> Work instruction
Each entry below must be repeated exactly, with pictures left out.

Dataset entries

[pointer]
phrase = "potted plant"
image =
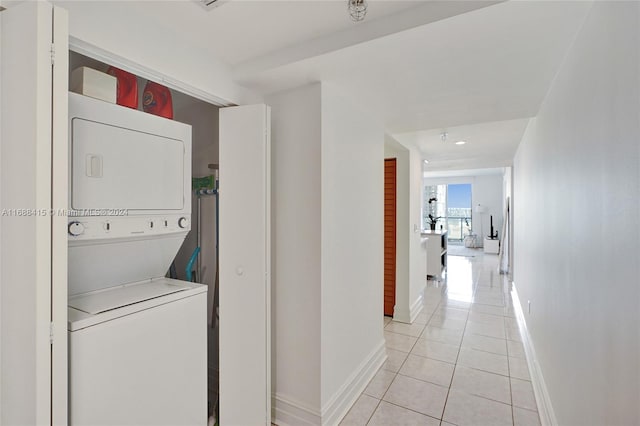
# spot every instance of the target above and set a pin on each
(432, 219)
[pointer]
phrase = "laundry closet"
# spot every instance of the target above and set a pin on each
(120, 262)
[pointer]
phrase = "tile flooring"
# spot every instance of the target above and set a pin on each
(461, 362)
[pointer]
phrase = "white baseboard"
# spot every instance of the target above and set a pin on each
(410, 316)
(545, 407)
(289, 412)
(338, 406)
(286, 411)
(417, 306)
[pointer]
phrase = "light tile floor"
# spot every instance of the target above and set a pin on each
(461, 362)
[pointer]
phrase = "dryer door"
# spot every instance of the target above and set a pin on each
(122, 168)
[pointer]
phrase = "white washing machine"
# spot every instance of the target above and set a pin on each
(137, 340)
(136, 355)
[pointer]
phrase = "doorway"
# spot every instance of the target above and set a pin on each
(390, 199)
(458, 211)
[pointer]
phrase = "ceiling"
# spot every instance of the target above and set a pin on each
(490, 144)
(475, 68)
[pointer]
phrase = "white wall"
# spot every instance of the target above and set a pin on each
(352, 238)
(327, 252)
(487, 191)
(393, 149)
(155, 47)
(417, 251)
(577, 239)
(296, 240)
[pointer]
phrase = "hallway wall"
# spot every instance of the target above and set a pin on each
(577, 239)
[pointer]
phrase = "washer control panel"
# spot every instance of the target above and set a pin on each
(106, 227)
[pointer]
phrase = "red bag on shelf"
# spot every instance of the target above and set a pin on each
(157, 100)
(127, 93)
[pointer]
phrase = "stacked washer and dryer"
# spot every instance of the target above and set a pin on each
(137, 340)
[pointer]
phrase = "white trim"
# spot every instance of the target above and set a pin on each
(338, 406)
(417, 306)
(286, 411)
(59, 201)
(409, 316)
(545, 407)
(92, 51)
(289, 412)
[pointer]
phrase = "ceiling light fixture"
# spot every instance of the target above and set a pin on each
(357, 9)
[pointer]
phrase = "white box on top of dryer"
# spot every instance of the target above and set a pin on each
(93, 83)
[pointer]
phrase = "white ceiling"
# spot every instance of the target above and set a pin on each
(478, 68)
(487, 145)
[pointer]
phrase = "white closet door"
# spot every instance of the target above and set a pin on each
(245, 366)
(33, 171)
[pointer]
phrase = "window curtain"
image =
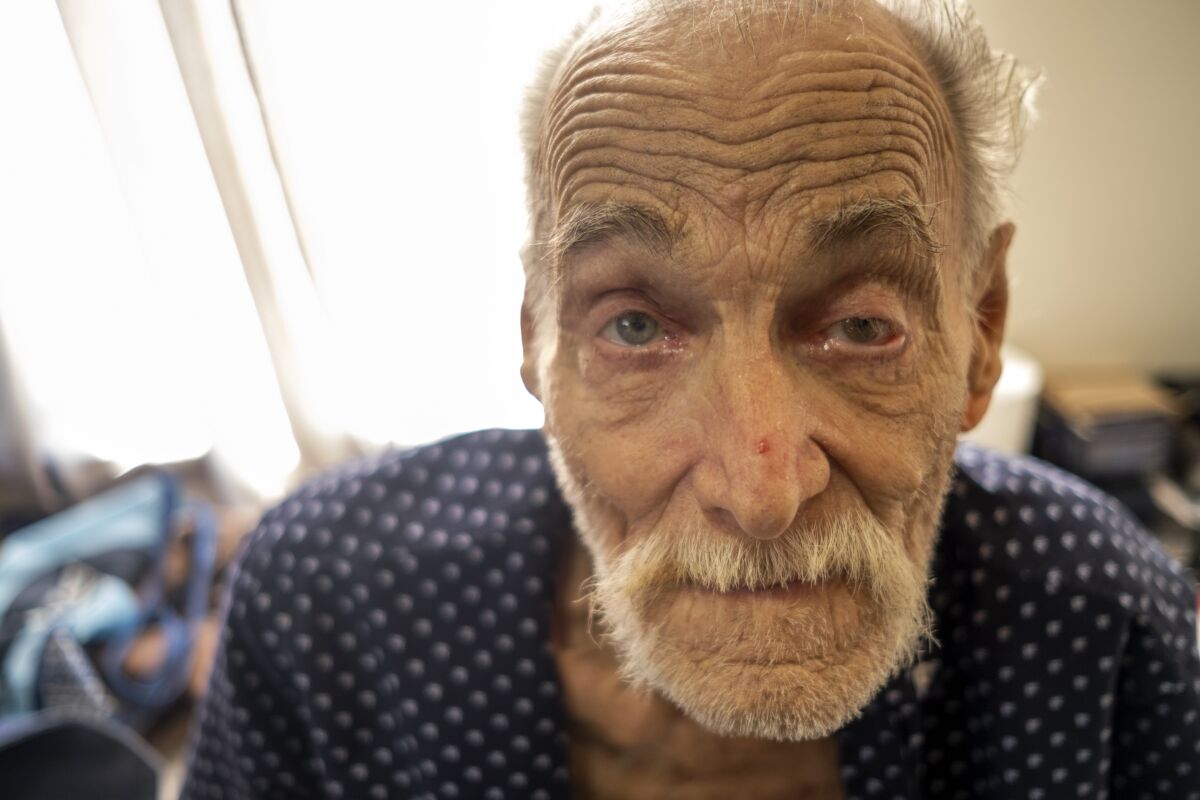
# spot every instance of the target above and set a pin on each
(257, 235)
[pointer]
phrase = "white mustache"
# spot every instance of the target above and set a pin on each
(853, 547)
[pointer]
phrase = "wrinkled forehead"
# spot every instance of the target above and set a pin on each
(760, 116)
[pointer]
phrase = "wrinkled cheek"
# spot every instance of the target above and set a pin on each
(625, 445)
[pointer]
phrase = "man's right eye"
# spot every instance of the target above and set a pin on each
(631, 329)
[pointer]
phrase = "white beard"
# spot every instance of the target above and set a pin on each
(745, 667)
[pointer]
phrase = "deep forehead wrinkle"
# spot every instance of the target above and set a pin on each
(804, 107)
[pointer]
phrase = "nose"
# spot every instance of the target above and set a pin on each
(760, 462)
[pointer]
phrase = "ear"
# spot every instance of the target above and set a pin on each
(990, 310)
(529, 354)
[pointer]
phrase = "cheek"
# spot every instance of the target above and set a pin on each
(895, 446)
(624, 439)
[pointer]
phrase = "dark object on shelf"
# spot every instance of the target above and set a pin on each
(1105, 426)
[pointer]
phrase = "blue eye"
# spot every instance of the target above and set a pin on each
(863, 330)
(631, 329)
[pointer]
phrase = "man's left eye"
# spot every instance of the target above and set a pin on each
(862, 331)
(631, 329)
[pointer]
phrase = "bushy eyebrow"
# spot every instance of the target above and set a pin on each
(901, 217)
(599, 222)
(898, 220)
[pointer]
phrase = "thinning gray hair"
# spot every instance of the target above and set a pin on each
(989, 96)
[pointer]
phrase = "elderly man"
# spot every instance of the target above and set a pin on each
(766, 292)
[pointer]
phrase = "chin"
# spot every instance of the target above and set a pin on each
(783, 639)
(756, 669)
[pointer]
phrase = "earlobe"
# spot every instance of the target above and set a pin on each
(990, 311)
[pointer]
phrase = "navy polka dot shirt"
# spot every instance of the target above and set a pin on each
(387, 637)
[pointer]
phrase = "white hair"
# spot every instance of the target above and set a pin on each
(989, 96)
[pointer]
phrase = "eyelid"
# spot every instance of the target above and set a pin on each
(663, 334)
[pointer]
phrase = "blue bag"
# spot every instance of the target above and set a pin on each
(90, 579)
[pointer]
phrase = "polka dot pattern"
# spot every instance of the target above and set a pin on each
(387, 637)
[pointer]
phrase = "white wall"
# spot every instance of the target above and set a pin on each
(1105, 265)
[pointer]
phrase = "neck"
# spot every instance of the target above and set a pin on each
(631, 744)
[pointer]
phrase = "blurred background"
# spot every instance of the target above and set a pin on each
(245, 240)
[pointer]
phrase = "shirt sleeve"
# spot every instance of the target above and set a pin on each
(249, 741)
(1156, 740)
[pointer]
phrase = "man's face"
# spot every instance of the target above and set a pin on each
(761, 358)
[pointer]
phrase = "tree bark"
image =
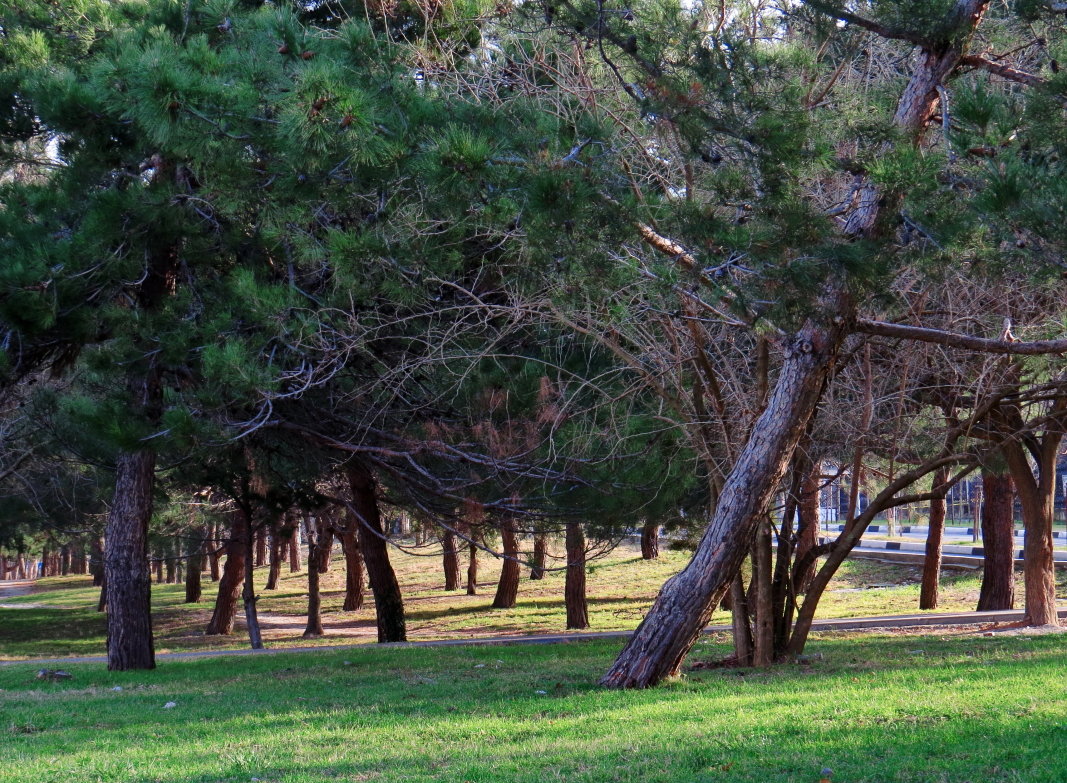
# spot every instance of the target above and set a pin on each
(388, 603)
(932, 563)
(574, 589)
(233, 578)
(998, 536)
(507, 588)
(650, 540)
(127, 578)
(685, 603)
(314, 528)
(540, 554)
(450, 559)
(353, 565)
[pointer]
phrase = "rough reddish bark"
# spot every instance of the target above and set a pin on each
(388, 602)
(574, 589)
(507, 587)
(650, 541)
(540, 554)
(932, 563)
(233, 578)
(127, 579)
(353, 566)
(685, 603)
(998, 537)
(450, 559)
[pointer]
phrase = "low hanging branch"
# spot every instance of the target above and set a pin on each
(953, 339)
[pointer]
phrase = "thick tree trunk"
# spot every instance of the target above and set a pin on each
(126, 564)
(507, 588)
(1036, 496)
(685, 603)
(650, 540)
(450, 559)
(998, 534)
(353, 566)
(540, 554)
(388, 603)
(932, 563)
(574, 589)
(233, 579)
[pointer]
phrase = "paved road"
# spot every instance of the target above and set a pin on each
(888, 621)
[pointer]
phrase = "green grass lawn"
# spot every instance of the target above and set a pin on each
(922, 709)
(60, 617)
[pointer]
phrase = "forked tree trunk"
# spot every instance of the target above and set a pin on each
(388, 603)
(574, 589)
(998, 536)
(353, 566)
(685, 603)
(650, 540)
(932, 563)
(507, 588)
(450, 559)
(127, 579)
(540, 554)
(233, 578)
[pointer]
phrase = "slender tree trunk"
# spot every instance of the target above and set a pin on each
(450, 559)
(295, 564)
(574, 590)
(261, 546)
(388, 603)
(126, 564)
(998, 534)
(353, 565)
(650, 540)
(472, 566)
(249, 591)
(507, 588)
(540, 553)
(276, 544)
(314, 528)
(233, 578)
(932, 563)
(685, 603)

> Response area
[pointer]
phrase = "potted plant"
image =
# spot every instance of the target above and set a pin on each
(432, 219)
[pointer]
phrase = "laundry closet"
# spot every instance of the target above and set a pin on each
(120, 262)
[pointer]
phrase = "tile flooring"
# spot every instance of the target above and set a pin on each
(461, 362)
[pointer]
phrase = "white baseboard"
# spot every instance of the target above and set a pin on each
(410, 316)
(545, 407)
(289, 412)
(338, 406)
(286, 411)
(417, 306)
[pointer]
phrase = "light tile floor"
# spot every instance of the target above and set a pin on each
(461, 362)
[pointer]
phrase = "dryer door"
# spot every instance of the target above and set a pin on each
(122, 168)
[pointer]
phrase = "white washing machine"
# spot every instance of the target above and set a pin on each
(137, 340)
(136, 355)
[pointer]
phrase = "doorway"
# spot every instance of the target above and set a pin on each
(390, 199)
(458, 211)
[pointer]
phrase = "ceiling"
# spot every instance of the target above and set a pin on each
(490, 144)
(475, 68)
[pointer]
phrase = "white wall"
# spot every instance of the target above and set a pin on each
(352, 238)
(327, 252)
(487, 191)
(393, 149)
(155, 47)
(417, 251)
(577, 239)
(296, 240)
[pointer]
phrase = "hallway wall"
# spot every instance of the target above and set a pin on each
(577, 239)
[pointer]
phrase = "washer control panel"
# spot every instance of the target above and set a pin on each
(106, 227)
[pointer]
phrase = "red bag on shelf"
# spot every instance of the target above and set a pin on each
(157, 100)
(127, 93)
[pointer]
phrase = "stacked washer and dryer"
# spot every instance of the target above and set a pin on each
(137, 340)
[pointer]
phrase = "white trim"
# spot every instance of the target above and set a pin on each
(338, 406)
(417, 306)
(286, 411)
(59, 201)
(409, 316)
(545, 407)
(92, 51)
(289, 412)
[pointer]
phrase = "ceiling light fixture"
# spot every instance of the target above and set a pin on each
(357, 9)
[pointer]
phrase = "white box on top of dryer"
# spot every instance of the target above and set a pin on each
(93, 83)
[pointer]
phrase = "white ceiling"
# spot every instance of the target above and set a pin on each
(478, 68)
(487, 145)
[pointer]
phrase = "white closet door"
# spot every instance of the target above and set a pin on each
(245, 366)
(33, 171)
[pointer]
phrase = "window curtain"
image =
# spot every instance of the target above and set a pin on each
(257, 235)
[pointer]
phrase = "white mustache"
# spot every instance of the target above and set a pin on each
(853, 547)
[pointer]
phrase = "wrinkled forehead"
# spot every instance of the target above and set a pin on each
(760, 116)
[pointer]
phrase = "wrinkled cheek"
# spot every instance of the target above and set a pin on each
(625, 445)
[pointer]
phrase = "man's right eye"
# spot every instance of the target above and set a pin on each
(631, 329)
[pointer]
phrase = "white beard"
# spot every instance of the target above and set a pin on each
(745, 667)
[pointer]
phrase = "deep forehead wrinkle"
# spot every instance of the target above and set a pin on each
(804, 107)
[pointer]
phrase = "nose"
# spot every instance of the target above and set a pin on each
(760, 462)
[pointer]
phrase = "ear"
# spot every instance of the target above and set a pin on each
(990, 310)
(529, 354)
[pointer]
phrase = "cheek"
# spot every instance of the target above and set a pin on each
(895, 446)
(624, 439)
[pointer]
phrase = "dark object on shelf"
# spot every instance of the target above and set a pin on each
(1105, 426)
[pointer]
phrase = "blue eye"
# spot every instance of the target above and set a pin on each
(863, 330)
(631, 329)
[pointer]
phrase = "man's left eye"
# spot every instance of the target above and set a pin on each
(862, 331)
(631, 329)
[pointer]
phrase = "bushy eyebrow"
# spot every instance of the target above and set a pin on each
(901, 217)
(599, 222)
(898, 220)
[pointer]
phrase = "thinning gray hair"
# spot every instance of the target above and set a pin on each
(989, 96)
[pointer]
phrase = "elderly man"
# spot every instance of the target above and set a pin on each
(766, 292)
[pointer]
phrase = "chin"
# spot every instance of the target above and set a pin on each
(783, 639)
(756, 669)
[pointer]
phrase = "earlobe"
# spot every instance of the target above and set a pin on each
(990, 311)
[pointer]
phrase = "navy polka dot shirt"
# spot every instance of the target above and set a pin on each
(387, 637)
[pointer]
phrase = "white hair"
# spot every instance of the target above and set a pin on each
(989, 96)
[pointer]
phrase = "eyelid"
# spot every instance of the target above and set a pin on each
(663, 334)
[pointer]
phrase = "blue bag"
# spot every instance of the target above and set a pin on each
(90, 579)
[pointer]
phrase = "polka dot pattern"
# spot every instance of the target above and set a pin on each
(387, 637)
[pointer]
phrase = "white wall"
# spot every instance of the target above and set a pin on each
(1105, 265)
[pointer]
phrase = "neck"
# spot every instance of the target above and set a pin on each
(631, 744)
[pointer]
phrase = "blurred background"
# spot every instance of the target above and set a pin on each
(245, 240)
[pointer]
phrase = "shirt sleeve"
# spot every instance of the target above and set a pin on each
(249, 741)
(1156, 740)
[pointer]
phrase = "man's face"
# spot every instance of the target above and set a pin on each
(761, 358)
[pointer]
phrase = "tree bark"
image =
# spot every instance of the target above and set a pin on each
(388, 603)
(932, 563)
(574, 589)
(233, 578)
(998, 536)
(507, 588)
(650, 540)
(127, 578)
(685, 603)
(314, 528)
(540, 554)
(450, 559)
(353, 565)
[pointer]
phrase = "rough reddish bark"
# spot every instance of the target above and set a pin on each
(388, 602)
(574, 589)
(507, 587)
(650, 541)
(540, 554)
(932, 563)
(233, 578)
(127, 579)
(353, 566)
(685, 603)
(998, 537)
(450, 559)
[pointer]
phrase = "low hanging branch"
# spot every instance of the target above and set a pin on each
(953, 339)
[pointer]
phrase = "thick tree trunk"
# spot every instance of the target above and set a pin on each
(126, 564)
(507, 588)
(1036, 496)
(685, 603)
(650, 540)
(450, 559)
(998, 534)
(353, 566)
(540, 554)
(388, 603)
(932, 563)
(574, 589)
(233, 579)
[pointer]
phrase = "paved road"
# spot every instance of the target above and set a pin on each
(888, 621)
[pointer]
phrase = "green grass lawn"
# spot every instance of the target above and set a pin on each
(922, 709)
(60, 617)
[pointer]
phrase = "forked tree trunk"
# spot every instance of the target above and set a pin on each
(388, 603)
(574, 589)
(998, 536)
(353, 566)
(685, 603)
(650, 540)
(932, 563)
(507, 588)
(450, 559)
(127, 579)
(540, 554)
(233, 578)
[pointer]
phrase = "slender tree trunk"
# spot every instance of the target above and set a pin on each
(450, 559)
(295, 564)
(574, 590)
(261, 546)
(388, 603)
(126, 564)
(998, 534)
(353, 565)
(650, 540)
(472, 566)
(249, 591)
(507, 588)
(540, 553)
(276, 544)
(314, 528)
(233, 578)
(932, 563)
(685, 603)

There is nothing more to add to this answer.